_Stated task_
Copy the lines running from the one that contains "Return the outline of every instance of the **armored" through the one that contains "153 213 L 160", both included, with no changes.

Data extracted from a collection

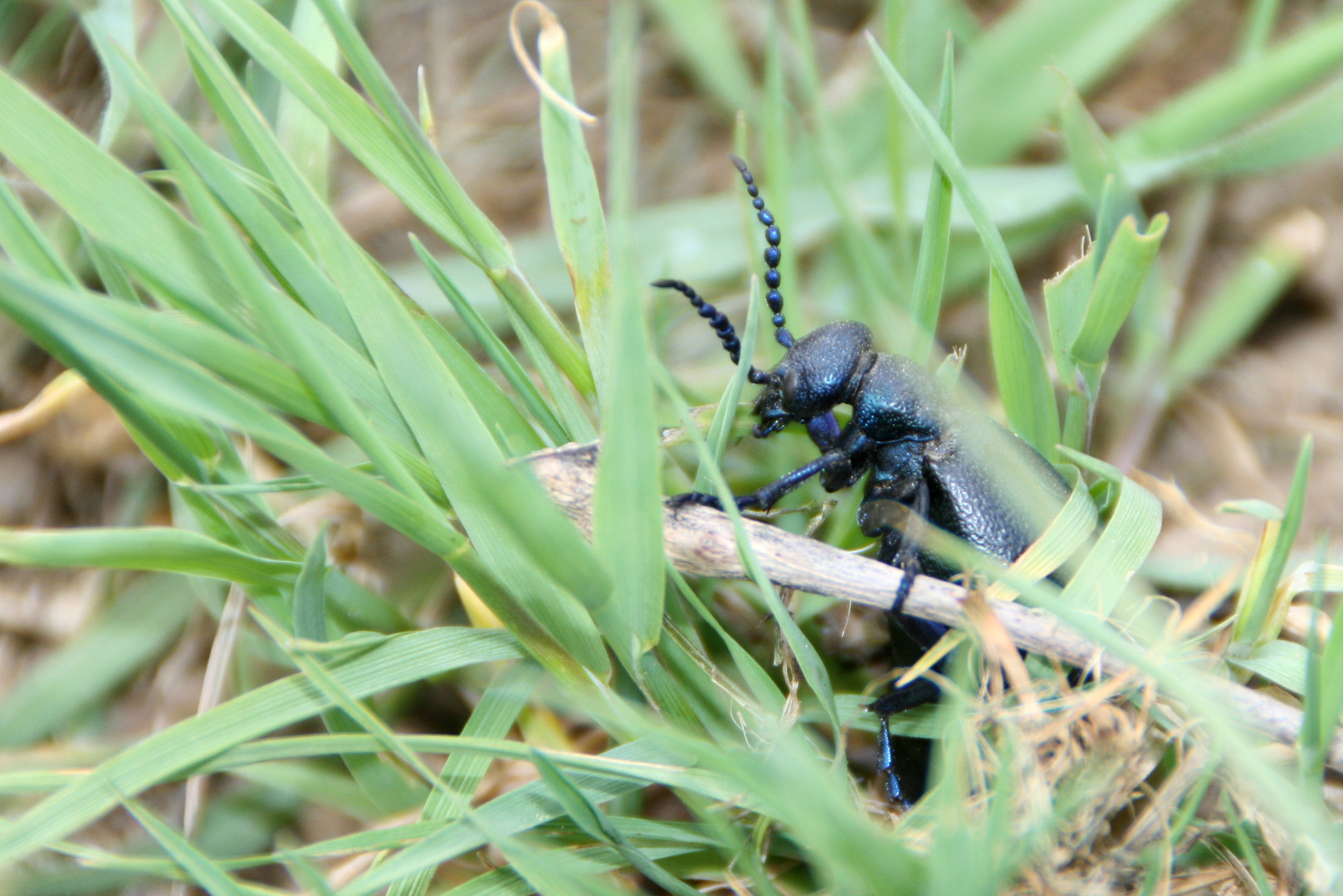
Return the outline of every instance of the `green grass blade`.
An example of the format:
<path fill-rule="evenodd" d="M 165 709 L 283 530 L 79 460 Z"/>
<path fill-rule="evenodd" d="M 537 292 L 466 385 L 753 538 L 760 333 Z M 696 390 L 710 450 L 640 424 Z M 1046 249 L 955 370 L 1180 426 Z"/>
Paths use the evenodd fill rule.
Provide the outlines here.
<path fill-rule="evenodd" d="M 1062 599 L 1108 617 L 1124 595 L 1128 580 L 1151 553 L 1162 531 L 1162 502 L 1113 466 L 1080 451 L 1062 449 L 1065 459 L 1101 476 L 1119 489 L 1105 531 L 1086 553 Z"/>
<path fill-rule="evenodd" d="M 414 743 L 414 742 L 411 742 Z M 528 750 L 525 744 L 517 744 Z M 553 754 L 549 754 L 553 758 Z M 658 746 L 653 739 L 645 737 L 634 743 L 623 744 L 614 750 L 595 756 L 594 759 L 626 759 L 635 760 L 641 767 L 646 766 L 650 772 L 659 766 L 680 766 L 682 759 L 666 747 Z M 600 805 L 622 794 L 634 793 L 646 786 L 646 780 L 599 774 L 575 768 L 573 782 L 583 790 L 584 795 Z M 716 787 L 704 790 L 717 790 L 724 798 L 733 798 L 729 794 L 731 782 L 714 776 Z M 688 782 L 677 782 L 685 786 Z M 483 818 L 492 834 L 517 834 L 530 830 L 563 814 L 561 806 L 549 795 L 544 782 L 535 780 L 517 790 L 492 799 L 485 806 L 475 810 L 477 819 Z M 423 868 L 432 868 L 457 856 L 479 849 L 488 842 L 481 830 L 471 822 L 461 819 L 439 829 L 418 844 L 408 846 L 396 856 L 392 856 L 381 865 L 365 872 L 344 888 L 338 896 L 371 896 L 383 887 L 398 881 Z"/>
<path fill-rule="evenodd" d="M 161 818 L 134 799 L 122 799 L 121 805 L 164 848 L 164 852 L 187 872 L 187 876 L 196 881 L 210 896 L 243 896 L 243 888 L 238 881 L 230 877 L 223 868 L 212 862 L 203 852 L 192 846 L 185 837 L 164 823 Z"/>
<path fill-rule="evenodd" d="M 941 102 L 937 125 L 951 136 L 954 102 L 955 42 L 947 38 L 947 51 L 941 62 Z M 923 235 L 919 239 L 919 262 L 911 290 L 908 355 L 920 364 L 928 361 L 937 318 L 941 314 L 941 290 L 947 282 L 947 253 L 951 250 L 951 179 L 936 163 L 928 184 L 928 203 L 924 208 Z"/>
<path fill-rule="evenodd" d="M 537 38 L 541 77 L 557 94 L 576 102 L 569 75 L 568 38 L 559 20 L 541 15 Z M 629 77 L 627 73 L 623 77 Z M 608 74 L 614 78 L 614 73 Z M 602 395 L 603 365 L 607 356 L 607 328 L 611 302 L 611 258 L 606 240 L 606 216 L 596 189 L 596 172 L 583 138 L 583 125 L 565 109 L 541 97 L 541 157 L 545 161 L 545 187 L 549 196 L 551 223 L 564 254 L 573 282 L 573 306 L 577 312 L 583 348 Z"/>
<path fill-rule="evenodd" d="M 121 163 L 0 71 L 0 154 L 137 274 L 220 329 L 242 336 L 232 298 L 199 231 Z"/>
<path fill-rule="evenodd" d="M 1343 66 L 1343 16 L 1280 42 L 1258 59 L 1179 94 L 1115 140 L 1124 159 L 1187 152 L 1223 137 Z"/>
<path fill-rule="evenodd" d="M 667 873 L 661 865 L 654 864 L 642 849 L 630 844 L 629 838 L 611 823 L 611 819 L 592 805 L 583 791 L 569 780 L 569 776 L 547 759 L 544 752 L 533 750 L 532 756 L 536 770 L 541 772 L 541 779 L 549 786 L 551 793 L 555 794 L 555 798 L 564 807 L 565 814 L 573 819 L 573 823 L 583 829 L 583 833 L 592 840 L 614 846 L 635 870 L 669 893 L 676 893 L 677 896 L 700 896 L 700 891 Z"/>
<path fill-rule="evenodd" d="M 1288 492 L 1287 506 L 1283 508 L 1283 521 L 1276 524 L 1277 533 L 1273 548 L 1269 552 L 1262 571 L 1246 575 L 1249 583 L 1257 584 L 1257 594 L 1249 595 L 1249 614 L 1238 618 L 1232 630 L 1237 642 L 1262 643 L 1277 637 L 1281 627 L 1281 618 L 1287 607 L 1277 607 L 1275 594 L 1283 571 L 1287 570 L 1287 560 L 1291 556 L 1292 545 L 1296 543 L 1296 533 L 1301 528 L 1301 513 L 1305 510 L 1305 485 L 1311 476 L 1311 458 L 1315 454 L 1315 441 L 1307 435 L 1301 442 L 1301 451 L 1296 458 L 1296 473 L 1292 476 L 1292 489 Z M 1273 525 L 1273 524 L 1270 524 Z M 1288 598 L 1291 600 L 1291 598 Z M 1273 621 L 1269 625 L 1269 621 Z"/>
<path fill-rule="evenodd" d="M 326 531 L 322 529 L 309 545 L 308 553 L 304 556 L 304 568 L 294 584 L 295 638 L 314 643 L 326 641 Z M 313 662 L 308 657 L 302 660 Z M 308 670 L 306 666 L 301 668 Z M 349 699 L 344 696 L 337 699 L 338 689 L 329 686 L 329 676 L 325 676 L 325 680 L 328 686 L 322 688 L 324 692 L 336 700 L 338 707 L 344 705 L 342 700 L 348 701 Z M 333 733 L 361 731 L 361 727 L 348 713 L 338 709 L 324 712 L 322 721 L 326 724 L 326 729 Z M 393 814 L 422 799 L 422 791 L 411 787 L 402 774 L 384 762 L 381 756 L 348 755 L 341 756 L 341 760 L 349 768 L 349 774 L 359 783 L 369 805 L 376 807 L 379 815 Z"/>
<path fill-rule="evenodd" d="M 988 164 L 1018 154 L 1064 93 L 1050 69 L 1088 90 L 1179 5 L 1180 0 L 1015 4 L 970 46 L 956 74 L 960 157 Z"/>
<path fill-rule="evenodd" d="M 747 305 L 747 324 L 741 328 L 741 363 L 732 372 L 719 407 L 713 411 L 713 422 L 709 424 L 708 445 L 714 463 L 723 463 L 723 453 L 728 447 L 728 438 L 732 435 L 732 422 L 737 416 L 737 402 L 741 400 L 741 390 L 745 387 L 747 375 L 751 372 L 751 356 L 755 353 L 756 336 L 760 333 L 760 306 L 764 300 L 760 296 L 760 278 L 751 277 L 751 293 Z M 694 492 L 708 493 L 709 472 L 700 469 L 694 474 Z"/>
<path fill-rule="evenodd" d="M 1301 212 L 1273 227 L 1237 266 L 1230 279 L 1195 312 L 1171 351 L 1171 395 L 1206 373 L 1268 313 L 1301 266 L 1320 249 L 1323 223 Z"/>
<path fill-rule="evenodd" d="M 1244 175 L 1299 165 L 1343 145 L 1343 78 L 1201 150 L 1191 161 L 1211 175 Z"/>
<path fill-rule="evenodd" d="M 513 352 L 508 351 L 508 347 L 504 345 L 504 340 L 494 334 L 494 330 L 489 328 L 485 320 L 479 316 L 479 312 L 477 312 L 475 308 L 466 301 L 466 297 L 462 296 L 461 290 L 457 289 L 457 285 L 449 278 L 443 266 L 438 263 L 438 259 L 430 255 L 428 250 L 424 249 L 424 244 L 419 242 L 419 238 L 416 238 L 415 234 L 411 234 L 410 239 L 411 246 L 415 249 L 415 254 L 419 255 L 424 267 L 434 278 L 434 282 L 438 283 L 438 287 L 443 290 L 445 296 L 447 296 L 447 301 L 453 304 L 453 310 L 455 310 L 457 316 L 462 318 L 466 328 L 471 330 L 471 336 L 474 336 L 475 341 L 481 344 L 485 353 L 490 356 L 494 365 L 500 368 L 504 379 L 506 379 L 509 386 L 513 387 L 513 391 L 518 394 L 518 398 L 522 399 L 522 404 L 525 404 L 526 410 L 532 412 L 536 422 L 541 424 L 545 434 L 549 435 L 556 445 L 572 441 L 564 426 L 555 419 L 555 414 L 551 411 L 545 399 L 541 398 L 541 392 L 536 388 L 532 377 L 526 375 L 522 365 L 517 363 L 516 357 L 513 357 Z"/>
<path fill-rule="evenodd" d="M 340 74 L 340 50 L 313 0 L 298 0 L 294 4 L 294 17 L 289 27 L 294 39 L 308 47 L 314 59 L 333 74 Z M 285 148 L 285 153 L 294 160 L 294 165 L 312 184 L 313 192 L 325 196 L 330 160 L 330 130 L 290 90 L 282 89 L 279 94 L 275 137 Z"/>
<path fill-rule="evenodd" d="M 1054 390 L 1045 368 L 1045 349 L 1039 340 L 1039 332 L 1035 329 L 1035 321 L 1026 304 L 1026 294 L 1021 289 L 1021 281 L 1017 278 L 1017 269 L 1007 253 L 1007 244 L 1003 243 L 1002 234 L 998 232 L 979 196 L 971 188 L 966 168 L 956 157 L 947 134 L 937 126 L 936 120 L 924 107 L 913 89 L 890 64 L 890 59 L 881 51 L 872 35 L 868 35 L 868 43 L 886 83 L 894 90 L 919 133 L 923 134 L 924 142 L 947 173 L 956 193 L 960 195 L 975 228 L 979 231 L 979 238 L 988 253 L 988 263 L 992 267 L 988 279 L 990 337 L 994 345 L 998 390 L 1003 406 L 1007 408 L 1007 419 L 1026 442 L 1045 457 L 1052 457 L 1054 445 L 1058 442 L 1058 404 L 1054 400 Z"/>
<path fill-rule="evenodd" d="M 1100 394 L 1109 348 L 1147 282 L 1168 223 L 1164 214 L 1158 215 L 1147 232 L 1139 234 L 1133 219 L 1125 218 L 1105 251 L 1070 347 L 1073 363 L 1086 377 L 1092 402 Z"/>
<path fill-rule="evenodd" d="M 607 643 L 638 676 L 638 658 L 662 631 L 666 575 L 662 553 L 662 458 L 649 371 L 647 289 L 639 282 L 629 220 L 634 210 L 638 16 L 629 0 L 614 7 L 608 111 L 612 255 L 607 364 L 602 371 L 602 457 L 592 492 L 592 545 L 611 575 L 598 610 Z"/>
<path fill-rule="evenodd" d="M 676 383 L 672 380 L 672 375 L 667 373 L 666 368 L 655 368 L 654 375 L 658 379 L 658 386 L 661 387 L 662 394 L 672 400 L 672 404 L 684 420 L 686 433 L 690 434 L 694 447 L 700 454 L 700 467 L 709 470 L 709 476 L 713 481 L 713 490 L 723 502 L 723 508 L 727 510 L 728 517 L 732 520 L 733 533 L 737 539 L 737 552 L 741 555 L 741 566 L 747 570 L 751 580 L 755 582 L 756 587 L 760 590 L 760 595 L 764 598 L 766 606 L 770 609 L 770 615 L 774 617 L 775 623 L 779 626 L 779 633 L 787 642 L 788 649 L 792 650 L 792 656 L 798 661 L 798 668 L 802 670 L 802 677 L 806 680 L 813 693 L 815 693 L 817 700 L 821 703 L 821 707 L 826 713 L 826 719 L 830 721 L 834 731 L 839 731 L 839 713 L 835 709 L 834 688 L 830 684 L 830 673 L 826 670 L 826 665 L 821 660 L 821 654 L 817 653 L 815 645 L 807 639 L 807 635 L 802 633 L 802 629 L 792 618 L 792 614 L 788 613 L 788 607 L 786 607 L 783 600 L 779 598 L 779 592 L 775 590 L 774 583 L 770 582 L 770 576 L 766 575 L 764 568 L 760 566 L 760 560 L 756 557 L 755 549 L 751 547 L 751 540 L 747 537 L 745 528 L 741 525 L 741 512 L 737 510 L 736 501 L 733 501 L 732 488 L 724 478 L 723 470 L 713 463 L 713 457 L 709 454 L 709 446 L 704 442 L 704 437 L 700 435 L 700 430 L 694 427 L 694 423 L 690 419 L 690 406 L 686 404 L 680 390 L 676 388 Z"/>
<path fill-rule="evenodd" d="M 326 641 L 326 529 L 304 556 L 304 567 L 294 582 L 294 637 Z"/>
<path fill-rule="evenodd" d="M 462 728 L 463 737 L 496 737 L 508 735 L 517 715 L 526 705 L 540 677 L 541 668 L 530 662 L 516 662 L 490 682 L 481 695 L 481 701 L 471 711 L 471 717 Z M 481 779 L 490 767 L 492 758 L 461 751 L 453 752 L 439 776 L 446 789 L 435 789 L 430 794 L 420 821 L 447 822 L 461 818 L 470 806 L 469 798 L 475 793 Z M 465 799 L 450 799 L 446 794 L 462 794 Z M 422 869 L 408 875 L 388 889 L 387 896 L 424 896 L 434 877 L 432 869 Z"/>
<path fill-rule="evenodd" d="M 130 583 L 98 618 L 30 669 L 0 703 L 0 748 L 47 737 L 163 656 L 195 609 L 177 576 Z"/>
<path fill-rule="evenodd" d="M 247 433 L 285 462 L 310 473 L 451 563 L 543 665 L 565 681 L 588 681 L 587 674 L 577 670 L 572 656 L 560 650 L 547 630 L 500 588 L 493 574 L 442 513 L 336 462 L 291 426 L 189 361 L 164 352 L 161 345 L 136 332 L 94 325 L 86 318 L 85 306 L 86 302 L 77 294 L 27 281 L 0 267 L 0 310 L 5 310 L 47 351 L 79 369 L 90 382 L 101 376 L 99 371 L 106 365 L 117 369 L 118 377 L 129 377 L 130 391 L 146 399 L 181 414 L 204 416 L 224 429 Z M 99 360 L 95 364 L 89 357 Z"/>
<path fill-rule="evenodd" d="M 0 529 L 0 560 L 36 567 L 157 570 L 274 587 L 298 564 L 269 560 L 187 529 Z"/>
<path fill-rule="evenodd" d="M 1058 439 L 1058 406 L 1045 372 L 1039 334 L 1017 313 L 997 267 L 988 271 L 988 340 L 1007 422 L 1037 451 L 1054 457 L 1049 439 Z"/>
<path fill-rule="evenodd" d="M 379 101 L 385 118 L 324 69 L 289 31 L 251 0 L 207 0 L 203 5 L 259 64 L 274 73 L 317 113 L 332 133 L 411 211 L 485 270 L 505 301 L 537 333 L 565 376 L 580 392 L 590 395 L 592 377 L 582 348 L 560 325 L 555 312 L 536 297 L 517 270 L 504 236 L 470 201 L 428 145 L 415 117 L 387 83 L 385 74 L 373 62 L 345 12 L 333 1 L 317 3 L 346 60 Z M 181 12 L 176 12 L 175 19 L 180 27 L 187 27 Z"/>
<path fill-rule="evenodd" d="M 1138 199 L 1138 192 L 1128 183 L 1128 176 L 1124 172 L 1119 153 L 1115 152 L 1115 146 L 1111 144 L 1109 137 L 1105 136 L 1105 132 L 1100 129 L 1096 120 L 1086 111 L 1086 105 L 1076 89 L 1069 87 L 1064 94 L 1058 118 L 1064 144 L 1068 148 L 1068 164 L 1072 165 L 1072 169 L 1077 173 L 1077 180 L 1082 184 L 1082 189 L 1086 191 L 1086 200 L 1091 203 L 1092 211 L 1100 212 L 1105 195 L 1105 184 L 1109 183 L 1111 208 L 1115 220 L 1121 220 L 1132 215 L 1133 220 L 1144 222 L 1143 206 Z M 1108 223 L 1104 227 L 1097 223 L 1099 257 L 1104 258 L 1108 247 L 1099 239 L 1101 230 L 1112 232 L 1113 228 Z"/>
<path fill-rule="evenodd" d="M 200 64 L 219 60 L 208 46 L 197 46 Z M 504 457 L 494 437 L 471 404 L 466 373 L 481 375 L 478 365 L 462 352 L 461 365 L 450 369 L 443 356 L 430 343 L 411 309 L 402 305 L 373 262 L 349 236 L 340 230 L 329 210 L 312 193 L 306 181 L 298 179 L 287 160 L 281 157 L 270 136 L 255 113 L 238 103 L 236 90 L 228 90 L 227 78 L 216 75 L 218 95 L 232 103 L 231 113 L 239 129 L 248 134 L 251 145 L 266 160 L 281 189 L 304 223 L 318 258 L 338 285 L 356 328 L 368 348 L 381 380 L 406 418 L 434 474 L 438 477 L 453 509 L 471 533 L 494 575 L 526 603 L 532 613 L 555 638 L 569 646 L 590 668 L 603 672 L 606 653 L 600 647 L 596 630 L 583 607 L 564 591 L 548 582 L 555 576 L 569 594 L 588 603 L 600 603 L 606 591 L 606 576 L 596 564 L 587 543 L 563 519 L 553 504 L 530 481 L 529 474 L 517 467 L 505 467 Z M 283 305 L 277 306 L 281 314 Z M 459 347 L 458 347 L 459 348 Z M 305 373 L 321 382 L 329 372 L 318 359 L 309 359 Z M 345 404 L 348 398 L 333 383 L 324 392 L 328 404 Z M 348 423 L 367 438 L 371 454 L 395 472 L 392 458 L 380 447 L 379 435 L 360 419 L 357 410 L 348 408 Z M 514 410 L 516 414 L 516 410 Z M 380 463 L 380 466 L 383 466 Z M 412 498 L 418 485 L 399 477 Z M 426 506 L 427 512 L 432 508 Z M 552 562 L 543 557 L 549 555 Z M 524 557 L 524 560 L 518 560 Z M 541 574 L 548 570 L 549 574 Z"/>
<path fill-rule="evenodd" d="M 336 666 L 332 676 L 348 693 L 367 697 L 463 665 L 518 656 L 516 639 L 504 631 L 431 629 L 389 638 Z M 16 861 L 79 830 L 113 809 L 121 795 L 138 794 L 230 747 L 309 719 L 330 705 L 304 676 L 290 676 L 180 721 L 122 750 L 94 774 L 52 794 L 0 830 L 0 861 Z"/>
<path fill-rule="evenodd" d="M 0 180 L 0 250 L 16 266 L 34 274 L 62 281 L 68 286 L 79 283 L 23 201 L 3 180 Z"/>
---
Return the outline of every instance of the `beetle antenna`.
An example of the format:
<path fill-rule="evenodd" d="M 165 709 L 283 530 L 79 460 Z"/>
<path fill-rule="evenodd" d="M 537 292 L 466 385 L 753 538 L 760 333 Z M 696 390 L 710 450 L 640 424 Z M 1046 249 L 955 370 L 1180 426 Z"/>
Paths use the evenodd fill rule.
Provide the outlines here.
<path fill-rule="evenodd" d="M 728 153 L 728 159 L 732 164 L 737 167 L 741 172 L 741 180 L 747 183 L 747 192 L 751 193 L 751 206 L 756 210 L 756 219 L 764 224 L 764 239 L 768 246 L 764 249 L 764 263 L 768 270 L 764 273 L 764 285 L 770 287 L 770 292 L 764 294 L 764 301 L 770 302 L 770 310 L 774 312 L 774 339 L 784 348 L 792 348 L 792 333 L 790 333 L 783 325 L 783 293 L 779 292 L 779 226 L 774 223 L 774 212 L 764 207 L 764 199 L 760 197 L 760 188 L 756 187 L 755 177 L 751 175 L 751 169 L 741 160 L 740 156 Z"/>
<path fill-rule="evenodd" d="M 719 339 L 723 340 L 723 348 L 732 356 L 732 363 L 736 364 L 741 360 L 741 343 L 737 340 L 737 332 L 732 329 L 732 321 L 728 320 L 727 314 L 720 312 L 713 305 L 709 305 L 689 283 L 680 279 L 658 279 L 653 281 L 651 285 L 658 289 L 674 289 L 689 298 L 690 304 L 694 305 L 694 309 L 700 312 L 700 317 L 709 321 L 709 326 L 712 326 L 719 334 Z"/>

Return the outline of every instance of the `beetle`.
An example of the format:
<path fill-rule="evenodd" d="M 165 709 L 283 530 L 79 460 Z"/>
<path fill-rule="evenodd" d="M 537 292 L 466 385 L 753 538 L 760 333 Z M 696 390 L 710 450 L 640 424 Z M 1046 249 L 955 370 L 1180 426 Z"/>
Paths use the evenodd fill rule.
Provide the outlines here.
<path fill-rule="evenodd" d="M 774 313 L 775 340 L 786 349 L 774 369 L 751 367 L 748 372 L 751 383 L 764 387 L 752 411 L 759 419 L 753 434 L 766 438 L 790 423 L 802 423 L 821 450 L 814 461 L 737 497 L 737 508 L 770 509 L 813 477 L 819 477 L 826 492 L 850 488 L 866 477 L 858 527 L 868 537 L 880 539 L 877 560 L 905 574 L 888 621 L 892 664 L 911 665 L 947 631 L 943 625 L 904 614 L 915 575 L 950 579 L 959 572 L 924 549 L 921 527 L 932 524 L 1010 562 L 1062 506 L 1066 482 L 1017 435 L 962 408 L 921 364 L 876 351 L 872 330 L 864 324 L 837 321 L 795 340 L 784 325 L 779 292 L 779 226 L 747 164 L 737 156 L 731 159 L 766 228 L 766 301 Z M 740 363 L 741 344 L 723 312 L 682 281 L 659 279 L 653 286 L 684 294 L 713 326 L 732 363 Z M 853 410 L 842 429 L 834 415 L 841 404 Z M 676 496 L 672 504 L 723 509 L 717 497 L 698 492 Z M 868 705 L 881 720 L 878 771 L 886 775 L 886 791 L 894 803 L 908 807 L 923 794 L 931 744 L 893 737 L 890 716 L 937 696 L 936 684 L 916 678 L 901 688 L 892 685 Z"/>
---
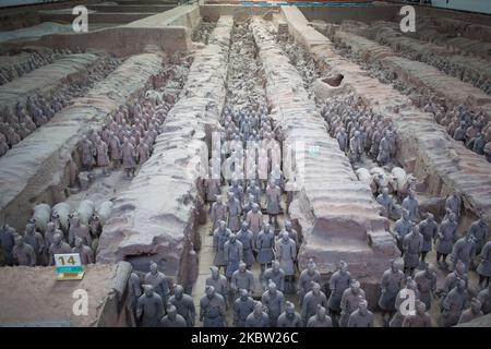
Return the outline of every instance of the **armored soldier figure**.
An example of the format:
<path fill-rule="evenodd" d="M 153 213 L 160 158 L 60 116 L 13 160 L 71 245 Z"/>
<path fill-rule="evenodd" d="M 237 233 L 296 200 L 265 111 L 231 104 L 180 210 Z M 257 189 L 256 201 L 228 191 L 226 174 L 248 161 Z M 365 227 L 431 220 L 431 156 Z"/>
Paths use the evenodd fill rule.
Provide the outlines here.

_Task solution_
Return the outline of every instance of the **armored soldier figure**.
An example of the format:
<path fill-rule="evenodd" d="M 153 213 L 160 158 L 60 116 L 13 160 L 71 245 Z"/>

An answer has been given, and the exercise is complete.